DIRECTION
The film review below describes the movie as a revenge picture. List everything it says that picture involves.

Horse Thieves



You'd expect a film with a title like "Horse Thieves" to be a Western and, despite an opening title indicating that the action takes place "Somewhere in the east ... 1810," that is pretty much what this movie is. Micha Wald, a Belgian-born director of Ukrainian descent, has chosen as his debut feature a good old-fashioned revenge picture involving horses and guns (and swords).

Marketed as a European Western, "Horse Thieves" (Voleurs de chevaux) could appeal to audiences -- despite its lack of star billing -- on its curiosity value alone. The psychology of the characters is simplistic, however, preventing the spectator from really engaging with them, and the movie lacks the intensity and universality that made the Hollywood western, in the great majority of cases, such a rewarding and cathartic experience.

GIVEN RECORDS
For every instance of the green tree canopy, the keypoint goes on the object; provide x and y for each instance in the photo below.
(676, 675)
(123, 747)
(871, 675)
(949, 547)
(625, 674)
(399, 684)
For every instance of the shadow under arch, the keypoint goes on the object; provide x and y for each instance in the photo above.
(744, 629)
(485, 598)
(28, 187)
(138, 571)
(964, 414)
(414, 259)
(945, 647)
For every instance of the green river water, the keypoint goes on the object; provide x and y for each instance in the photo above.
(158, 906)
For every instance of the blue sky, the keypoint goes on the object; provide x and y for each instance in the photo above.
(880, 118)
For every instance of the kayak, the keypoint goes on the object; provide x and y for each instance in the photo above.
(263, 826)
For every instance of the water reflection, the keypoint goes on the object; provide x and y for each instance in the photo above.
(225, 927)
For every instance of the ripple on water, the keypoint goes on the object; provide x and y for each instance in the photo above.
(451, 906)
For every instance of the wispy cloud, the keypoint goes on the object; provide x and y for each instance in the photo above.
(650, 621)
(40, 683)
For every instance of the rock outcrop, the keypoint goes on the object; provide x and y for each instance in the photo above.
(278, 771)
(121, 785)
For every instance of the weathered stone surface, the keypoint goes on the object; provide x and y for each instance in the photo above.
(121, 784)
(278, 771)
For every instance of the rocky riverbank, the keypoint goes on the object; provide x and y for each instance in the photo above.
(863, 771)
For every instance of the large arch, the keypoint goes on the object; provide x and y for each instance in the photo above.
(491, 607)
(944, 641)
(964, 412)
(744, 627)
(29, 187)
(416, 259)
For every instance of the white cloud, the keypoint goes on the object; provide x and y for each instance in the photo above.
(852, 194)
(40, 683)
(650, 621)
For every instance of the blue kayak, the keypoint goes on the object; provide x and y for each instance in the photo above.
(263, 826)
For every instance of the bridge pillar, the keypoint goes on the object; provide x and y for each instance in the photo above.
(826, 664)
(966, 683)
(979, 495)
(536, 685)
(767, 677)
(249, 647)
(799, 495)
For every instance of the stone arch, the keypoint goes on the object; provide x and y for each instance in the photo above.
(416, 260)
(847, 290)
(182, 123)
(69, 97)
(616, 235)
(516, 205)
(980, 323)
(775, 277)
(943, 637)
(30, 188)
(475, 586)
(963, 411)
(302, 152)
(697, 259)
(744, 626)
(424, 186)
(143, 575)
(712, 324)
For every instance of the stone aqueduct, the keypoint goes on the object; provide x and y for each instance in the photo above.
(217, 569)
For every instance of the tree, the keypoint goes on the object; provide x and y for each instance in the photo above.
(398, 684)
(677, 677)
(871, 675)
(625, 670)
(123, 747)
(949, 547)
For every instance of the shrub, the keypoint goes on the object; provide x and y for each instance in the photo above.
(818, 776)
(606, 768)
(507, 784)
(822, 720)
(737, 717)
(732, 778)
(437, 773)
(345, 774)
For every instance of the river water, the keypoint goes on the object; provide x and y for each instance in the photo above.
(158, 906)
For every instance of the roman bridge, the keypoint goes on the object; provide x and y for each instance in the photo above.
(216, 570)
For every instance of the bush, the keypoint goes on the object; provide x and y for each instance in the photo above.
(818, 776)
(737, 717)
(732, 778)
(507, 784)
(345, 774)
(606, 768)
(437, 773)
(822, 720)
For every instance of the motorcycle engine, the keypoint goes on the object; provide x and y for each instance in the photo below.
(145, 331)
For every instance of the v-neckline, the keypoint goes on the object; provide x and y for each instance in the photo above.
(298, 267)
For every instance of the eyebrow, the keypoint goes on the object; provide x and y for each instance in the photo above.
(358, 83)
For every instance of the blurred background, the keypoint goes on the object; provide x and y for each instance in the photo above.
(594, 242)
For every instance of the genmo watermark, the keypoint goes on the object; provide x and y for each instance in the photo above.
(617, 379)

EXPECTED ANSWER
horses, guns, swords